-- YOUR ASSIGNMENT --
Repeat the data in full. Every line must match.

-- TASK DATA --
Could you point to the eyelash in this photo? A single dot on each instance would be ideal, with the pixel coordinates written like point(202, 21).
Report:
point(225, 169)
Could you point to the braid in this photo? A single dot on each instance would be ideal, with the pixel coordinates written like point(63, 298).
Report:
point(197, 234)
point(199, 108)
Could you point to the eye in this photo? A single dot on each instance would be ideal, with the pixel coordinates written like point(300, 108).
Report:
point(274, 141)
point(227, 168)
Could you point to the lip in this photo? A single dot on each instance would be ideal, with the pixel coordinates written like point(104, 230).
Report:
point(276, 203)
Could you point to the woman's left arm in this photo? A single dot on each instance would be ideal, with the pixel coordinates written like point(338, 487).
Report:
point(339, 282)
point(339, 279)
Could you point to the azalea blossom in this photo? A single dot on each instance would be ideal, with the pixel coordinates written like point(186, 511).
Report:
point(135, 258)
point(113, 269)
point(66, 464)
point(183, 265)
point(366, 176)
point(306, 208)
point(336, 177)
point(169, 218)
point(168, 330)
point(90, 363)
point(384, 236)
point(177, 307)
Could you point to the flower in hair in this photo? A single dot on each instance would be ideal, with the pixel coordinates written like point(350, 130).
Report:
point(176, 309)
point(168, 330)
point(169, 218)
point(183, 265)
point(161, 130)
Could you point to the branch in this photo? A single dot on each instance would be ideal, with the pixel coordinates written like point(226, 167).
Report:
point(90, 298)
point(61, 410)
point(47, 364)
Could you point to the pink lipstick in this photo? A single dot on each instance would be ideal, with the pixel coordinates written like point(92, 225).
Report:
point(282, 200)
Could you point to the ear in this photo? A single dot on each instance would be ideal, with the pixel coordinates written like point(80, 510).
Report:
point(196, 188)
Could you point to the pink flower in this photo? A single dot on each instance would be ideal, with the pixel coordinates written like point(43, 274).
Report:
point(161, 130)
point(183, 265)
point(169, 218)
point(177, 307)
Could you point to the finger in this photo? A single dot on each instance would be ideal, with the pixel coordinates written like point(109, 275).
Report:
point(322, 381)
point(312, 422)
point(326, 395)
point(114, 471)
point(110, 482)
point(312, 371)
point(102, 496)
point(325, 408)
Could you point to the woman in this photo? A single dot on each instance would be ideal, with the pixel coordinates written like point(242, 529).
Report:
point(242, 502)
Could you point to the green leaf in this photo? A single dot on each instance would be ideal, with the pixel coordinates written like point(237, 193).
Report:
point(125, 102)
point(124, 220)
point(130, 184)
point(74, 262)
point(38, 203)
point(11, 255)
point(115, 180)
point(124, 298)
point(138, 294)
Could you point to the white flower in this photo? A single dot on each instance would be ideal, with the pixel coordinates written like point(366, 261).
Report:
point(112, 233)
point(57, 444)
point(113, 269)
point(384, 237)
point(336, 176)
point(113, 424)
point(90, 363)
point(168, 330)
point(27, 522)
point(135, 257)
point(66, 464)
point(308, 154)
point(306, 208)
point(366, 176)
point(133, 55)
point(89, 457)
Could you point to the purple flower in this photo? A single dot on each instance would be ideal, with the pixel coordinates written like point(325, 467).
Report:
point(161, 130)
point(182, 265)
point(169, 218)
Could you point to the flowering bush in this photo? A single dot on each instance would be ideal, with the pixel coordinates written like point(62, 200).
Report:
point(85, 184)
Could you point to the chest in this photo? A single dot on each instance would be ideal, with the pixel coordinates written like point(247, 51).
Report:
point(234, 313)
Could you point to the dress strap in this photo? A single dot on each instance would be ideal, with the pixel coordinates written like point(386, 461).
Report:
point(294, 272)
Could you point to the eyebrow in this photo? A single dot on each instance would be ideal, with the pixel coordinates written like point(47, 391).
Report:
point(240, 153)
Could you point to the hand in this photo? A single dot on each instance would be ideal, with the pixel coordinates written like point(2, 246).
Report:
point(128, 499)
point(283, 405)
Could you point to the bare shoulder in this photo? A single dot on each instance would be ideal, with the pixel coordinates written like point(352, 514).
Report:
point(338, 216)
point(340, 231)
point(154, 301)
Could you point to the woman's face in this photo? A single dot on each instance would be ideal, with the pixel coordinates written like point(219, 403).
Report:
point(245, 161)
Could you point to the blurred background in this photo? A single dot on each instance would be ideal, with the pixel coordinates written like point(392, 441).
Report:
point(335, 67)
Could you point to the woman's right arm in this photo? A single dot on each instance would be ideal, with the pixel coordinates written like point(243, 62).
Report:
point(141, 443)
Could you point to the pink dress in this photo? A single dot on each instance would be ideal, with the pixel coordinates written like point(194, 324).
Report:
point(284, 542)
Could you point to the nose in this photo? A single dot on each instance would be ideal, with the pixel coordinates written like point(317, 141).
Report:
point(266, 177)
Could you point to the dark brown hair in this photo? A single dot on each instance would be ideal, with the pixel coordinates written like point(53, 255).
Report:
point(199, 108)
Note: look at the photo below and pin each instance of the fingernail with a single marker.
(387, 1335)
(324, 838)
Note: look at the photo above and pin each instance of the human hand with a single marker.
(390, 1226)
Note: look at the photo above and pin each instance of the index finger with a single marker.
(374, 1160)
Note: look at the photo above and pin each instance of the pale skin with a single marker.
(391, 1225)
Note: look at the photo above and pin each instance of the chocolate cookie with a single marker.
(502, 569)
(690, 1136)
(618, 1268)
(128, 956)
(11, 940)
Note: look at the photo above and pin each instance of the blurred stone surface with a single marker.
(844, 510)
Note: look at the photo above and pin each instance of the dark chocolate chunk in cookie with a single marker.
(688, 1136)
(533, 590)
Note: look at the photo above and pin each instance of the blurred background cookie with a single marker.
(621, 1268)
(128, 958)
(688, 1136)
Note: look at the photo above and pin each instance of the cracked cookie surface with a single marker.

-- TASK ANSWER --
Could you point to the eyelash in this photo? A single dot on each instance would be ideal, with the pixel coordinates written like point(202, 21).
Report:
point(225, 169)
Could you point to the braid in this photo? A single dot on each instance would be ideal, with the pixel coordinates written like point(63, 298).
Report:
point(197, 234)
point(199, 108)
Could you point to the eye in this photo? A single dot on each instance would be ideal, with the pixel coordinates written like point(300, 108).
Report:
point(274, 141)
point(227, 168)
Could you point to the lip in this photo? A single dot on each instance would be ideal, with the pixel coordinates written like point(104, 230).
Report:
point(276, 203)
Could you point to the woman's left arm in this photo? A single dot on each instance would be ideal, with the pixel coordinates written like point(338, 487).
Report:
point(339, 282)
point(339, 279)
Could you point to the azalea blossom in this photo? A single dot on each instance would be ideal, with the pixel coordinates written like point(186, 511).
Report:
point(135, 258)
point(113, 269)
point(66, 464)
point(183, 265)
point(366, 176)
point(306, 208)
point(336, 177)
point(169, 218)
point(168, 330)
point(90, 363)
point(384, 236)
point(177, 307)
Could you point to the flower in hair in this photo? A single dot on each instance would be ideal, with the pixel coordinates written like point(350, 130).
Report:
point(176, 309)
point(168, 330)
point(169, 218)
point(183, 265)
point(161, 130)
Could you point to the branch in this photo? A single dot on each instance would be ideal, with the pixel coordinates written like point(226, 167).
Report:
point(90, 298)
point(61, 410)
point(47, 364)
Could you point to the pink lipstick in this photo? A single dot on each instance would be ideal, with the pixel coordinates written like point(92, 225).
Report:
point(282, 200)
Could you point to the ear in this photo? A single dot on each instance would be ideal, with the pixel coordinates written like point(80, 510).
Report:
point(196, 188)
Could you point to the pink flower in this photo? A single dot on each instance would be ideal, with the pixel coordinates written like point(43, 274).
Report:
point(161, 130)
point(183, 265)
point(169, 218)
point(177, 307)
Could you point to the finger in this photo? A single dot on each instance would be ideal, with the pixel coordinates written like point(109, 275).
Report:
point(322, 381)
point(312, 422)
point(326, 395)
point(114, 471)
point(110, 482)
point(312, 371)
point(102, 496)
point(325, 408)
Could you point to the woman in this photo? A single dot on each instance would be ideal, with the pixel coordinates written like point(242, 529).
Report:
point(242, 502)
Could you point to the green leaf in this photo? A single dot on each instance would be ideal, with the pixel coordinates written like point(237, 193).
Report:
point(125, 102)
point(124, 220)
point(130, 184)
point(74, 262)
point(38, 203)
point(11, 255)
point(115, 180)
point(124, 298)
point(138, 294)
Could you point to the white flower in this photo? A single dot on each instance would be ideal, with the pixel coordinates written like point(366, 261).
Report:
point(112, 233)
point(57, 444)
point(113, 269)
point(384, 237)
point(336, 176)
point(113, 424)
point(90, 363)
point(168, 330)
point(27, 522)
point(135, 257)
point(66, 464)
point(308, 154)
point(306, 208)
point(366, 176)
point(133, 55)
point(89, 457)
Could you point to the purple flower in this photo? A single dot on each instance would be ideal, with the pixel coordinates written like point(325, 467).
Report:
point(161, 130)
point(182, 265)
point(169, 218)
Could you point to the flowering bush in this photo? A single dot on each instance would be ideal, with the pixel coordinates written like point(62, 200).
Report:
point(85, 184)
Could you point to the chest in this photo? A single dot on each instance would be ideal, with the pixel coordinates written like point(247, 51).
Report:
point(234, 313)
Could you point to the dress strap in this photo? A single dot on each instance would be ideal, with the pixel coordinates written like point(386, 461).
Report:
point(294, 272)
Could you point to the eyebrow in this photo? A single dot on each instance would be ideal, with the pixel coordinates written like point(47, 391).
Report:
point(240, 153)
Could you point to the hand in this photo? A single dot on each instance would be ideal, with the pixel coordinates written like point(2, 246).
Report:
point(128, 499)
point(283, 405)
Could you point to the bare shoulder in this photo? A single dot on each instance would be ideal, with the pixel coordinates written like point(352, 514).
Report:
point(338, 216)
point(340, 231)
point(154, 301)
Could you point to the woman's face in this photo? A single dot on each instance would be ideal, with the pixel coordinates written like point(219, 403).
Report:
point(245, 161)
Could you point to the blurred background in this photo? A single dot on each instance would be ideal, with the pixel coordinates written like point(392, 441).
Report:
point(335, 67)
Could you point to the woman's right arm in this photo? A single dot on each instance would be ideal, with the pixel coordinates written like point(243, 62).
Report:
point(141, 443)
Could you point to the pink dress in this photo? A single dot on each instance would be ideal, with the pixel coordinates written like point(194, 324).
Report:
point(284, 542)
Could you point to the nose in this photo? A single dot on each instance would be ideal, with the pixel coordinates written like point(317, 141).
Report:
point(266, 177)
Could you point to the dark brown hair in this photo? A single dot on each instance would be ideal, with the pixel coordinates written like point(53, 255).
Report:
point(199, 108)
Note: look at the photo below and pin each instance of the fingernail with a single marker.
(387, 1335)
(324, 838)
Note: look at the photo above and pin each instance of the human hand with a single marker.
(390, 1226)
Note: look at the photo above and pin each instance of the index finger with a single marker.
(374, 1160)
Note: look at the photo above and pin each instance of the pale skin with a single marker.
(391, 1225)
Note: look at the photo above and pin each instance of the chocolate cookie with a single marker.
(502, 569)
(690, 1136)
(618, 1268)
(128, 956)
(11, 940)
Note: look at the photo above and pin each instance of the blurred stone surface with a single marker.
(844, 510)
Note: look at the photo above and pin each instance of the dark chocolate chunk in cookie with a single marker.
(688, 1136)
(533, 590)
Note: look at the photo above and pin each instance of the blurred background cookie with a single marker.
(621, 1268)
(128, 958)
(688, 1136)
Note: look at the photo above and pin each instance of the cracked cookie surface with a single marker.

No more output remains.